SET PROBLEM >>
Copy the lines below again, putting "localization task" wherever "detection task" appears and keeping everything else the same.

AVAILABLE DATA >>
##########

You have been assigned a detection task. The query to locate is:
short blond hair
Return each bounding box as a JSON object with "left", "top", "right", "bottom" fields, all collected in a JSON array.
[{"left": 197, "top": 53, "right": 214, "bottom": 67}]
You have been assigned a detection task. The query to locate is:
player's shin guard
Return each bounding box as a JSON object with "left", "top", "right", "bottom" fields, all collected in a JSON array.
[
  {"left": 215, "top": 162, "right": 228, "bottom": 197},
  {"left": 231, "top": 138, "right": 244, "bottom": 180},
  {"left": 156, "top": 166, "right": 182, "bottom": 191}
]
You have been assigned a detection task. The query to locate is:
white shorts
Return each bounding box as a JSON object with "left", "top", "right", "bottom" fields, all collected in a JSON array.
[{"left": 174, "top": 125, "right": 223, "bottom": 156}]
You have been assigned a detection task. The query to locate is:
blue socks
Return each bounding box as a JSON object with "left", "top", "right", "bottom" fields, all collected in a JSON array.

##########

COMPLETED TASK >>
You have been assigned a localization task. The query to locate is:
short blond hair
Return each bounding box as a JSON object with "left", "top", "right", "bottom" fields, all collected in a JSON array.
[{"left": 197, "top": 53, "right": 214, "bottom": 67}]
You have been assigned a localization task. The query to locate is:
player's shin guard
Return each bounding box as a JSON object with "left", "top", "right", "bottom" fields, all collected in a JSON array.
[
  {"left": 215, "top": 162, "right": 228, "bottom": 197},
  {"left": 231, "top": 138, "right": 244, "bottom": 180},
  {"left": 156, "top": 166, "right": 182, "bottom": 191}
]
You have been assigned a localization task. The query to locate is:
white shorts
Return each bounding box as a JSON object with "left", "top", "right", "bottom" fields, all collected in a JSON array.
[{"left": 174, "top": 125, "right": 223, "bottom": 156}]
You have been assigned a localization task. The query to locate is:
blue socks
Return each bounding box as a JSON object with "left", "top", "right", "bottom" fields, all collected in a JSON array.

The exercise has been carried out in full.